• [Exercise prompt]: Please report each line of the listing below that contains the word "outline", copying every such line in full.

[START Records provided]

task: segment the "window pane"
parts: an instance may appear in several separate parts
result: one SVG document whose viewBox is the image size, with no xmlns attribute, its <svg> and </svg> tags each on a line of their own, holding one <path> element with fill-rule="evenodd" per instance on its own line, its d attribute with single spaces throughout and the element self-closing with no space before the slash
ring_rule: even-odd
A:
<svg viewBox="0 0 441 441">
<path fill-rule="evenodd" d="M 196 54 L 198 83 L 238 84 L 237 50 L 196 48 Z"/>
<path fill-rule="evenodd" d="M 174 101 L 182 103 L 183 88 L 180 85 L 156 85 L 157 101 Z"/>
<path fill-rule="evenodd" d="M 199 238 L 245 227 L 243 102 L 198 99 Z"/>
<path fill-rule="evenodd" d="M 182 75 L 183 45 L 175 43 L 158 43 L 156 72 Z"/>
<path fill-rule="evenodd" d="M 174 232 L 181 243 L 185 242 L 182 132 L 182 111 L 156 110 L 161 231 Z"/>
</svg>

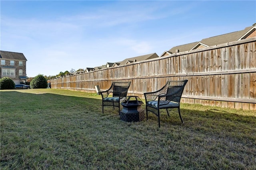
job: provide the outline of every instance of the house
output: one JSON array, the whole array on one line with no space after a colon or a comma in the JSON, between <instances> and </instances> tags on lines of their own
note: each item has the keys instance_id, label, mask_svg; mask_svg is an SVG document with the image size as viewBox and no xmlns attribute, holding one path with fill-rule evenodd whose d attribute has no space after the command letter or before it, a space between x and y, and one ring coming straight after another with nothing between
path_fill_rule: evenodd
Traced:
<instances>
[{"instance_id":1,"label":"house","mask_svg":"<svg viewBox=\"0 0 256 170\"><path fill-rule=\"evenodd\" d=\"M0 51L1 77L12 79L15 84L25 83L27 79L27 59L22 53Z\"/></svg>"},{"instance_id":2,"label":"house","mask_svg":"<svg viewBox=\"0 0 256 170\"><path fill-rule=\"evenodd\" d=\"M202 39L200 42L176 46L165 51L160 57L256 37L256 23L244 30Z\"/></svg>"},{"instance_id":3,"label":"house","mask_svg":"<svg viewBox=\"0 0 256 170\"><path fill-rule=\"evenodd\" d=\"M88 72L93 71L94 69L93 68L87 67L84 69L84 70L85 70L85 72L88 73Z\"/></svg>"},{"instance_id":4,"label":"house","mask_svg":"<svg viewBox=\"0 0 256 170\"><path fill-rule=\"evenodd\" d=\"M116 67L118 65L124 65L125 64L133 63L134 62L141 61L142 61L146 60L147 59L152 59L153 58L158 58L158 57L159 57L159 56L156 54L156 53L154 53L151 54L146 54L145 55L126 58L122 61L117 62L113 63L112 67Z\"/></svg>"}]
</instances>

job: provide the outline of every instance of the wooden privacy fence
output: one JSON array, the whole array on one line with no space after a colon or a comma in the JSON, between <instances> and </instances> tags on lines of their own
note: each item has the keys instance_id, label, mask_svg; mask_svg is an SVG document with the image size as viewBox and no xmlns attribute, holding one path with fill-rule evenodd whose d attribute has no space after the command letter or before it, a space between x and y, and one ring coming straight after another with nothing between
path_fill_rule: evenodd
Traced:
<instances>
[{"instance_id":1,"label":"wooden privacy fence","mask_svg":"<svg viewBox=\"0 0 256 170\"><path fill-rule=\"evenodd\" d=\"M187 79L182 102L256 109L256 38L51 80L52 88L96 93L130 81L129 95L144 98L167 80Z\"/></svg>"}]
</instances>

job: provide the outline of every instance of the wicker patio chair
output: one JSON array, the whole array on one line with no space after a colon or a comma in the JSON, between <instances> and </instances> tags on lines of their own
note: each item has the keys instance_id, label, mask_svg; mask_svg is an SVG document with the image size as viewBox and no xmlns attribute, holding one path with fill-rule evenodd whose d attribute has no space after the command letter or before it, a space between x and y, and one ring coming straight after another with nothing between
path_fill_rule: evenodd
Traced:
<instances>
[{"instance_id":1,"label":"wicker patio chair","mask_svg":"<svg viewBox=\"0 0 256 170\"><path fill-rule=\"evenodd\" d=\"M145 93L147 120L148 120L148 112L152 112L158 117L158 126L160 127L160 109L166 109L168 116L168 109L178 108L181 121L183 120L180 111L180 102L188 80L168 81L160 90L156 91Z\"/></svg>"},{"instance_id":2,"label":"wicker patio chair","mask_svg":"<svg viewBox=\"0 0 256 170\"><path fill-rule=\"evenodd\" d=\"M126 100L130 84L130 81L113 82L108 90L100 92L102 98L102 113L104 113L104 106L113 106L114 109L115 107L119 108L120 114L120 103ZM109 97L110 93L112 95Z\"/></svg>"}]
</instances>

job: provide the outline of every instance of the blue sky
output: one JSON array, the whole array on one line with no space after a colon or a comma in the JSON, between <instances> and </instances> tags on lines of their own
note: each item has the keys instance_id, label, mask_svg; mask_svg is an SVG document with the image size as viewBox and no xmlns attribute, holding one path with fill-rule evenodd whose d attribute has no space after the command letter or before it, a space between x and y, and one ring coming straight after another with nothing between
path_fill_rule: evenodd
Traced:
<instances>
[{"instance_id":1,"label":"blue sky","mask_svg":"<svg viewBox=\"0 0 256 170\"><path fill-rule=\"evenodd\" d=\"M94 67L244 30L256 1L1 0L0 49L27 76Z\"/></svg>"}]
</instances>

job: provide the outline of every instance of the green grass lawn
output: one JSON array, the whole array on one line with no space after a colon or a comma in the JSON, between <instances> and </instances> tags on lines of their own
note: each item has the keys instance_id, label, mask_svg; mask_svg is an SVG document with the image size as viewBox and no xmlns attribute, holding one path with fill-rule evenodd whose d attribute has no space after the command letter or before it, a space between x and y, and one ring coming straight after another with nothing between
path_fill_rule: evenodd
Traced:
<instances>
[{"instance_id":1,"label":"green grass lawn","mask_svg":"<svg viewBox=\"0 0 256 170\"><path fill-rule=\"evenodd\" d=\"M1 90L4 169L256 169L256 111L182 104L127 123L96 94ZM144 108L144 105L142 105Z\"/></svg>"}]
</instances>

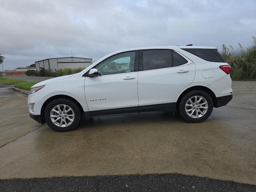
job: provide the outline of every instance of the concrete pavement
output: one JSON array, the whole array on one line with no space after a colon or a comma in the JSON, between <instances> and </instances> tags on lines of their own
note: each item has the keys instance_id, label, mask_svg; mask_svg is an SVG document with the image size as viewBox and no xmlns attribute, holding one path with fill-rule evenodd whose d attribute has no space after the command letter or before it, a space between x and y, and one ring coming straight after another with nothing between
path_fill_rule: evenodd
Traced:
<instances>
[{"instance_id":1,"label":"concrete pavement","mask_svg":"<svg viewBox=\"0 0 256 192\"><path fill-rule=\"evenodd\" d=\"M64 133L41 127L26 97L1 90L0 178L179 173L256 184L256 82L233 85L228 106L200 124L168 113L124 115Z\"/></svg>"}]
</instances>

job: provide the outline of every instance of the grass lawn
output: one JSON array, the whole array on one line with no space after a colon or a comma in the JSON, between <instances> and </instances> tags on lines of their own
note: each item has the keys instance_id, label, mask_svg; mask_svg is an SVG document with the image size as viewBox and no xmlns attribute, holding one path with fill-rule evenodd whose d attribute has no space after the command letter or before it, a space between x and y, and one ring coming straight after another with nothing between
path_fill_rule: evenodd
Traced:
<instances>
[{"instance_id":1,"label":"grass lawn","mask_svg":"<svg viewBox=\"0 0 256 192\"><path fill-rule=\"evenodd\" d=\"M32 86L39 82L40 81L30 81L29 82L25 82L23 83L19 83L15 84L14 87L29 91Z\"/></svg>"},{"instance_id":2,"label":"grass lawn","mask_svg":"<svg viewBox=\"0 0 256 192\"><path fill-rule=\"evenodd\" d=\"M27 76L26 74L19 74L17 75L5 75L4 77L26 77Z\"/></svg>"},{"instance_id":3,"label":"grass lawn","mask_svg":"<svg viewBox=\"0 0 256 192\"><path fill-rule=\"evenodd\" d=\"M0 84L8 84L9 83L21 83L22 82L26 82L26 81L22 81L22 80L9 79L7 78L0 77Z\"/></svg>"}]
</instances>

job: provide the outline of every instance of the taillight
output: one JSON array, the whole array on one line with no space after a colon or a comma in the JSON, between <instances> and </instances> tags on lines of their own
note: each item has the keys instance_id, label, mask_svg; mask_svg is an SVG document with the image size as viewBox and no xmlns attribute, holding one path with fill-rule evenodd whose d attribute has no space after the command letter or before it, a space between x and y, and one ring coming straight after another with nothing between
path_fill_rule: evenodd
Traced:
<instances>
[{"instance_id":1,"label":"taillight","mask_svg":"<svg viewBox=\"0 0 256 192\"><path fill-rule=\"evenodd\" d=\"M220 68L228 74L231 72L231 67L230 65L221 65L220 66Z\"/></svg>"}]
</instances>

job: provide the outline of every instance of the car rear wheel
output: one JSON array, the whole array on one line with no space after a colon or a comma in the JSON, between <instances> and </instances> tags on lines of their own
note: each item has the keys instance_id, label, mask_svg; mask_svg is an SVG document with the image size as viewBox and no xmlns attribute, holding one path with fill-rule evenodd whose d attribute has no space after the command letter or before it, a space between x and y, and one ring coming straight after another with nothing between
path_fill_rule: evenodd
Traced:
<instances>
[{"instance_id":1,"label":"car rear wheel","mask_svg":"<svg viewBox=\"0 0 256 192\"><path fill-rule=\"evenodd\" d=\"M78 125L81 118L79 108L74 102L66 99L58 99L50 102L44 112L47 124L60 132L70 131Z\"/></svg>"},{"instance_id":2,"label":"car rear wheel","mask_svg":"<svg viewBox=\"0 0 256 192\"><path fill-rule=\"evenodd\" d=\"M186 94L180 100L180 113L186 121L199 123L207 119L212 114L213 102L207 93L200 90Z\"/></svg>"}]
</instances>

[END Records provided]

• [Correct result]:
job: provide the outline of every instance of the house
job: provide the outline of every instance of the wooden privacy fence
job: provide the outline of every instance of the wicker patio chair
job: provide the outline of every instance of the blue sky
job: provide the outline of every instance of the green grass lawn
job: provide the outline of every instance of the concrete pavement
job: provide the outline of every instance of the grass lawn
job: provide the outline of every instance of the taillight
job: provide the outline of every instance of the car rear wheel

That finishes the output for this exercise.